▸ **EXERCISE GOAL**
Every line with the word "patch" in it should be extracted from the data that follows.

[Point-per-instance localization data]
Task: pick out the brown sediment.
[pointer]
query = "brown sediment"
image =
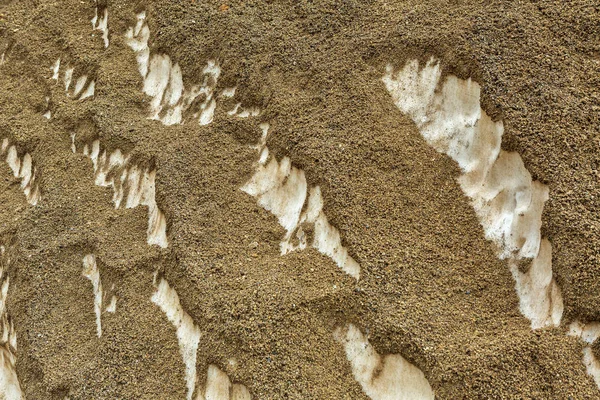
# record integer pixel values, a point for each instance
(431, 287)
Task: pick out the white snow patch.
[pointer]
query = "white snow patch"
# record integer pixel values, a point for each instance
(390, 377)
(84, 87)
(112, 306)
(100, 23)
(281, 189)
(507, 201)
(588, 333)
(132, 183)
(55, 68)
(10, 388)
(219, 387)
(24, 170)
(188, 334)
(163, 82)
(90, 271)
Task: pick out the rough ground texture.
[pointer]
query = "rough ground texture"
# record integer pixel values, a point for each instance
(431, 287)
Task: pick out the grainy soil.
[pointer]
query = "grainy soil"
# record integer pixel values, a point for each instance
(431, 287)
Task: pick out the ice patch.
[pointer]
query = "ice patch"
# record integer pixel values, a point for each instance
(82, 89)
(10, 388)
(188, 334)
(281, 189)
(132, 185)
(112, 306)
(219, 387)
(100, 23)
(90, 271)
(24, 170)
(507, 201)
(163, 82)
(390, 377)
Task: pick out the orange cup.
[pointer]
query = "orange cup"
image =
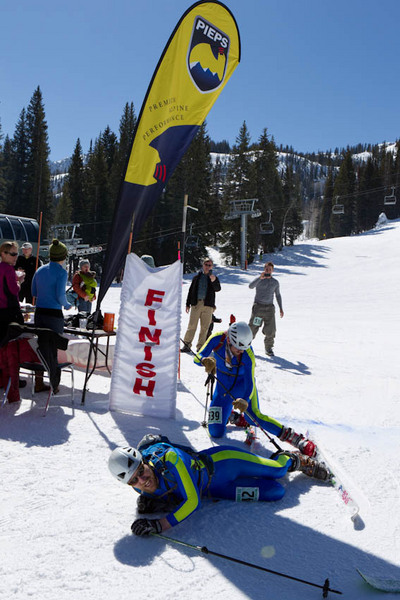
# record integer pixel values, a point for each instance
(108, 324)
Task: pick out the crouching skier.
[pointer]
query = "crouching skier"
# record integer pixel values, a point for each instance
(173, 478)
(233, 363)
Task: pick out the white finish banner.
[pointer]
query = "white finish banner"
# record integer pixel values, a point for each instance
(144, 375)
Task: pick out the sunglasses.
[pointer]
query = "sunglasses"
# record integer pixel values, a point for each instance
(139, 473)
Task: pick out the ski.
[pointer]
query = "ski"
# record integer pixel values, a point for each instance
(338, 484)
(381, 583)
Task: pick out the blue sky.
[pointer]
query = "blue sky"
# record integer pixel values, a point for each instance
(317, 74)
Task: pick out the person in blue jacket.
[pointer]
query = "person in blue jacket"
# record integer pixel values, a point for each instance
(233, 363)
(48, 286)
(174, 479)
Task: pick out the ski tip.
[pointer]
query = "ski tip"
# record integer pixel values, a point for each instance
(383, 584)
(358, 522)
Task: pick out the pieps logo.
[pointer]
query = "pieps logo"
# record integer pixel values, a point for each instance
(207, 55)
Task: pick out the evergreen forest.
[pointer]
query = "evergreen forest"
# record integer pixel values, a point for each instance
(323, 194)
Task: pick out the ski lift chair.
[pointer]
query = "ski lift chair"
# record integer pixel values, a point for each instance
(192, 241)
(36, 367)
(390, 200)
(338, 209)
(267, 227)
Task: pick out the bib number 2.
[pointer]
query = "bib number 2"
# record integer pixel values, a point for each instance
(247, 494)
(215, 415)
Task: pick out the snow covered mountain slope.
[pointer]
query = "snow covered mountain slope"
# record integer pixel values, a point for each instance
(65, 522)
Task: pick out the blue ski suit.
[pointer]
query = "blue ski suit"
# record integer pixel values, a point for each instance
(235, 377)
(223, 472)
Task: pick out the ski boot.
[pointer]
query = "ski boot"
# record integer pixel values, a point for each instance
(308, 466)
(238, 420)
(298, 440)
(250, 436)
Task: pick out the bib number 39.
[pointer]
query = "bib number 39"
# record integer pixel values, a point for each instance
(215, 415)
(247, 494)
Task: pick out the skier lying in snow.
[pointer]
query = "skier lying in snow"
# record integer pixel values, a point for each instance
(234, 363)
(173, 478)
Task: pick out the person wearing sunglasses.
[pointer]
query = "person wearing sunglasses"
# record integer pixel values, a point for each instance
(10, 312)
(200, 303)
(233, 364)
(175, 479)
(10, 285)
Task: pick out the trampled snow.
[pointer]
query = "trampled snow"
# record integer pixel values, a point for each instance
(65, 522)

▸ **RESULT**
Task: pick out the white snow patch.
query = "white snow patch"
Task: pick out the ice patch.
query = "ice patch"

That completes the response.